| Selected extract |
────────
Structured Streaming
A scalable and fault-tolerant stream processing engine built on the Spark SQL engine, enabling complex computations as streaming queries. See Structured Streaming concepts.
streaming tables
A managed table that has a stream writing to it.
T
table
A table resides in a schema and contains rows of data. All tables created in Databricks use Delta Lake by default. Tables backed by Delta Lake are also called Delta tables. See What are tables and views?.
triggered pipeline
A pipeline that ingests all data that was available at the start of the update for each table, running in dependency order and then terminating. See Triggered vs. continuous pipeline mode.
U
Unity Catalog
A Databricks feature that provides centralized access control, auditing, lineage, and data discovery capabilities across Databricks workspaces. See What is Unity Catalog?.
V
view
A virtual table defined by a SQL query. It does not itself store data but provides a way to present data from one or more tables, in a specific format or abstraction. See What is a view?.
volumes (Unity Catalog)
────────
| Study material |
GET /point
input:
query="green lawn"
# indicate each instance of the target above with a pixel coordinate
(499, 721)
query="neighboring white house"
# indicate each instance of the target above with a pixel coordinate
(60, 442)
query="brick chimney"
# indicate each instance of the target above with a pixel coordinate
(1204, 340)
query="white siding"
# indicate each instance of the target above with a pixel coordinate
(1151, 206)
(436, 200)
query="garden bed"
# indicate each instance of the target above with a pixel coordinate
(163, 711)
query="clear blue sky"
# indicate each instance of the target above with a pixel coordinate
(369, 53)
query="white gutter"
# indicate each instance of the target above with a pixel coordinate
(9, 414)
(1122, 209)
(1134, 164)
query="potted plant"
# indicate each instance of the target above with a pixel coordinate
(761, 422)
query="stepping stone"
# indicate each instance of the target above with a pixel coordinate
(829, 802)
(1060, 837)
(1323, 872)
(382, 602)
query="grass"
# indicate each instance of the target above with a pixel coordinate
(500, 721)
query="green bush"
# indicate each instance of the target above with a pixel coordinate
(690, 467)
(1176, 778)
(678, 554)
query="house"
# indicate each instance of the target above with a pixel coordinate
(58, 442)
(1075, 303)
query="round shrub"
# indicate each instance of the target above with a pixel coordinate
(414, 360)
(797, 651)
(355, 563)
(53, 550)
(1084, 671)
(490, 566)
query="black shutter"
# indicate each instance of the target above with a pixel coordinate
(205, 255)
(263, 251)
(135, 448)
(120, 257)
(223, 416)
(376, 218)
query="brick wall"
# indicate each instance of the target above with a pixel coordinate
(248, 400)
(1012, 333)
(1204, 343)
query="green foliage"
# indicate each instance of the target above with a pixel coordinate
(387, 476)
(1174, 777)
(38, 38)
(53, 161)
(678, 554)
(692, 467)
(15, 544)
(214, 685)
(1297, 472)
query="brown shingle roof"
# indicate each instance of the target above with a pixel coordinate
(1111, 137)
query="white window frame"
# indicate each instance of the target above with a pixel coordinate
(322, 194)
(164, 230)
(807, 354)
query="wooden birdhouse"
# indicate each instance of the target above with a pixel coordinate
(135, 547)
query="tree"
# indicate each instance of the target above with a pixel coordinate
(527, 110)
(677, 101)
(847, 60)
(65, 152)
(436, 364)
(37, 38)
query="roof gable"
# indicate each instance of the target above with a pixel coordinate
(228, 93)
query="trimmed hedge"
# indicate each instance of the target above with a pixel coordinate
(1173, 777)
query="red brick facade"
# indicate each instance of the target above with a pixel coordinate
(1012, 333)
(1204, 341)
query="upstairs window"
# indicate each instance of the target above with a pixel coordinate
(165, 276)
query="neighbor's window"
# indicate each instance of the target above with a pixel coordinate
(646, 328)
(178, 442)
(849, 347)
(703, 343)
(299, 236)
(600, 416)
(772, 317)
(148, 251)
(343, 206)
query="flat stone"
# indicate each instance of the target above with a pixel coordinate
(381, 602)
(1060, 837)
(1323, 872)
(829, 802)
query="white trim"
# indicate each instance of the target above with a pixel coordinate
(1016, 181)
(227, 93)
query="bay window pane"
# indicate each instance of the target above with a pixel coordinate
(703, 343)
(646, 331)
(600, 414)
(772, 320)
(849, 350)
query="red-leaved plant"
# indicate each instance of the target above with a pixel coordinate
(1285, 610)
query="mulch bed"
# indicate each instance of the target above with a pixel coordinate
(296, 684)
────────
| Set of tasks |
1. Please write out the part of the Databricks glossary from "streaming tables" up to and including "volumes (Unity Catalog)".
2. Extend the Databricks glossary onward from the point where it stops.

| Answers to this exercise |
1.
streaming tables
A managed table that has a stream writing to it.
T
table
A table resides in a schema and contains rows of data. All tables created in Databricks use Delta Lake by default. Tables backed by Delta Lake are also called Delta tables. See What are tables and views?.
triggered pipeline
A pipeline that ingests all data that was available at the start of the update for each table, running in dependency order and then terminating. See Triggered vs. continuous pipeline mode.
U
Unity Catalog
A Databricks feature that provides centralized access control, auditing, lineage, and data discovery capabilities across Databricks workspaces. See What is Unity Catalog?.
V
view
A virtual table defined by a SQL query. It does not itself store data but provides a way to present data from one or more tables, in a specific format or abstraction. See What is a view?.
volumes (Unity Catalog)

2.
Unity Catalog objects that enable governance over non-tabular datasets. Volumes represent a logical volume of storage in a cloud object storage location. Volumes provide capabilities for accessing, storing, governing, and organizing files. See What are Unity Catalog volumes?.
W
Workflows
The set of tools that allow you to schedule and orchestrate data processing tasks on Databricks. You use Databricks Workflows to configure Databricks Jobs. See Schedule and orchestrate workflows.
workload
The amount of processing capability needed to perform a task or group of tasks. Databricks identifies two types of workloads: data engineering (job) and data analytics (all-purpose). See Databricks concepts.
workspace
An organizational environment that allows Databricks users to develop, browse, and share objects such as notebooks, experiments, queries, and dashboards. See Navigate the workspace.